> **What this task involves**
Give back the full data, retyped precisely.

> **Stored items**
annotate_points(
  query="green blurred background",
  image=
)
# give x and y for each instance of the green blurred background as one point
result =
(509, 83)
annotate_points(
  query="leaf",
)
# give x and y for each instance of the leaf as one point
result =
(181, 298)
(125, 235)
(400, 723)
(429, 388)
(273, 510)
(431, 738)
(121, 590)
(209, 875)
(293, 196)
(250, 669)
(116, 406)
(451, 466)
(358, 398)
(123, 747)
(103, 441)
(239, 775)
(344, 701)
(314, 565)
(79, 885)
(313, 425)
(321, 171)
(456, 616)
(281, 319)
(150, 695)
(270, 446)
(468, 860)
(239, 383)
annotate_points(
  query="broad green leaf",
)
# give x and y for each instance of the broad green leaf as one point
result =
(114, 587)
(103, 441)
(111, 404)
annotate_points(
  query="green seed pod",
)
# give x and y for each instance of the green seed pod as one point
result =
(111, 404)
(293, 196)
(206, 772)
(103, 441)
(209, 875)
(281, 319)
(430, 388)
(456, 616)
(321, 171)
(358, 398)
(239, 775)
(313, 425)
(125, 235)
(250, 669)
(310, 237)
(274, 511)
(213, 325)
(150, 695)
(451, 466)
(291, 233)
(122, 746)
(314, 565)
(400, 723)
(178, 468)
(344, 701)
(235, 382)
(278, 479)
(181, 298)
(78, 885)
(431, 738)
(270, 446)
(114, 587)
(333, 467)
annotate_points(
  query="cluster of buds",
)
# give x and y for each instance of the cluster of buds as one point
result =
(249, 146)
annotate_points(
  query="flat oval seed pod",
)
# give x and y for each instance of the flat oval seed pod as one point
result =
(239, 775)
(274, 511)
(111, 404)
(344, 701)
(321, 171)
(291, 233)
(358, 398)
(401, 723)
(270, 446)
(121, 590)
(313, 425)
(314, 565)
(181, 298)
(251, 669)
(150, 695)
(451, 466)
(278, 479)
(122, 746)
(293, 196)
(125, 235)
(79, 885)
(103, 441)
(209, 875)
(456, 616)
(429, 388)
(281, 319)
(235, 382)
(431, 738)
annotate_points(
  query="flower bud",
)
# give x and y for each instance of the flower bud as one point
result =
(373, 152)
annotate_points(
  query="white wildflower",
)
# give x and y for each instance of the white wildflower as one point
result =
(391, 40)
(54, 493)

> **The answer**
annotate_points(
  query="green blurred background",
  image=
)
# give x and y for each instance of the green blurred background as one point
result =
(509, 83)
annotate_points(
  query="leaf",
)
# give x and y for each instance of the leaf as one point
result =
(181, 298)
(125, 235)
(400, 723)
(429, 388)
(273, 510)
(431, 738)
(121, 590)
(209, 875)
(293, 196)
(250, 669)
(116, 406)
(451, 466)
(358, 398)
(123, 747)
(103, 441)
(239, 775)
(344, 701)
(314, 565)
(79, 885)
(313, 425)
(321, 171)
(456, 616)
(281, 319)
(150, 695)
(270, 446)
(468, 860)
(239, 383)
annotate_points(
  query="broad green leaf",
)
# give x and y for each instance of the broad green leaf as one point
result =
(114, 587)
(103, 441)
(111, 404)
annotate_points(
  query="green seed pod",
)
# give x and y for each instance of the green seed pod as one point
result =
(111, 404)
(293, 196)
(206, 772)
(103, 441)
(209, 875)
(281, 319)
(430, 388)
(456, 616)
(321, 171)
(358, 398)
(239, 775)
(313, 425)
(125, 235)
(250, 669)
(310, 237)
(274, 511)
(213, 325)
(150, 695)
(451, 466)
(291, 233)
(122, 746)
(314, 565)
(400, 723)
(178, 468)
(344, 701)
(235, 382)
(278, 479)
(181, 298)
(78, 885)
(431, 738)
(270, 446)
(114, 587)
(333, 467)
annotate_points(
  query="cluster of buds",
)
# give x and y for each instance of the cluster of buds as one point
result =
(249, 146)
annotate_points(
  query="flat oval seed pod",
)
# give x and y for each instance of the flat oval seed pod as one point
result =
(239, 775)
(274, 511)
(111, 404)
(344, 701)
(321, 171)
(291, 233)
(358, 398)
(401, 723)
(270, 446)
(121, 590)
(313, 425)
(314, 565)
(181, 298)
(251, 669)
(150, 695)
(451, 466)
(278, 479)
(122, 746)
(293, 196)
(125, 235)
(79, 885)
(103, 441)
(209, 875)
(456, 616)
(429, 388)
(281, 319)
(235, 382)
(431, 738)
annotate_points(
  query="flower bud",
)
# give x and y for each instance of the flower bud as one point
result =
(373, 152)
annotate_points(
  query="white wildflower",
)
# give x and y for each instance of the white wildflower as one point
result =
(391, 40)
(54, 493)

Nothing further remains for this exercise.